▸ **Exercise details**: Please tally how many lines in the entries below contain the string "dark", matching case exactly, and give only the number.

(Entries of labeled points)

------------------------------

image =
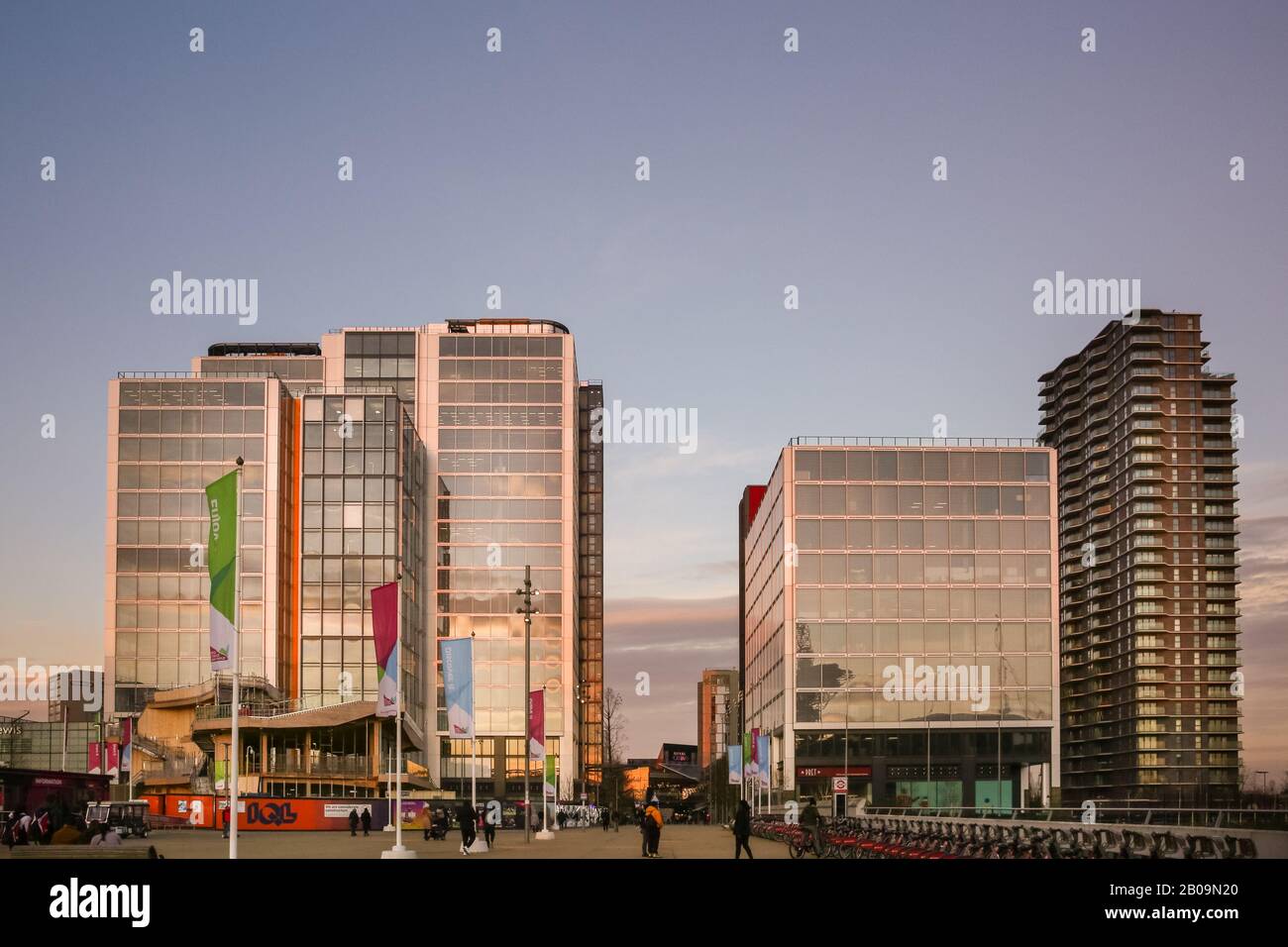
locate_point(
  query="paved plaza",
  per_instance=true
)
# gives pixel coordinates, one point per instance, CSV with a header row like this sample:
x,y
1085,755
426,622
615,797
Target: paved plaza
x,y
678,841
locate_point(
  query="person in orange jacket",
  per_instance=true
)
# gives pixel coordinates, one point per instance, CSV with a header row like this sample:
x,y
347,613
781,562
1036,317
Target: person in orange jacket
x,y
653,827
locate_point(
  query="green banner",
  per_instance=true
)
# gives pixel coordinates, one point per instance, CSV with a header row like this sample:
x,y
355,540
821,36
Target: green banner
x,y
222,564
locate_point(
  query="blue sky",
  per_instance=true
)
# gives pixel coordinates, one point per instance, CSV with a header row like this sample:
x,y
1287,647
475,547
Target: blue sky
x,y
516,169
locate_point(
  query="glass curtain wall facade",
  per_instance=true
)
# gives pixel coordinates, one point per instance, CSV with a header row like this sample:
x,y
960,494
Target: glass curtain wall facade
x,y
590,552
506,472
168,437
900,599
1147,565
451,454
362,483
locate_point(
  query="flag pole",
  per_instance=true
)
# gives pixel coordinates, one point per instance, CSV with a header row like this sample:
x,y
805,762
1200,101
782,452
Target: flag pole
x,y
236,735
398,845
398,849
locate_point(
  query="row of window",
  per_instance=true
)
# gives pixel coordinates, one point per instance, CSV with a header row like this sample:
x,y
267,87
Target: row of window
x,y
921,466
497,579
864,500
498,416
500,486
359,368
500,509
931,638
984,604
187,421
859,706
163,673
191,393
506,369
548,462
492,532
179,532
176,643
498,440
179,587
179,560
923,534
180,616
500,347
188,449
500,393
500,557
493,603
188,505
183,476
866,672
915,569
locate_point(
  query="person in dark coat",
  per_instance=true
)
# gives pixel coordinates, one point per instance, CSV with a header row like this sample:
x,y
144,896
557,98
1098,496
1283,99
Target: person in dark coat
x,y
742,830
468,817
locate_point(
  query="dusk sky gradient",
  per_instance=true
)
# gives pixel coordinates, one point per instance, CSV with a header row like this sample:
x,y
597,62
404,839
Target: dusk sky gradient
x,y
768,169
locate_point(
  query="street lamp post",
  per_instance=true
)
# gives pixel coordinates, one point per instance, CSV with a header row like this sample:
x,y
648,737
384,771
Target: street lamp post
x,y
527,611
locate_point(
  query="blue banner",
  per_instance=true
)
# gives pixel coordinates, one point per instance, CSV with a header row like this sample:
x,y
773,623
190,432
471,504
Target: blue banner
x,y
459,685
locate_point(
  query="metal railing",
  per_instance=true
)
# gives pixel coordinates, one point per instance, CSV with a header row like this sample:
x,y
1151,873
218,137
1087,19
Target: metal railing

------------------------------

▸ **Solution for this problem**: 2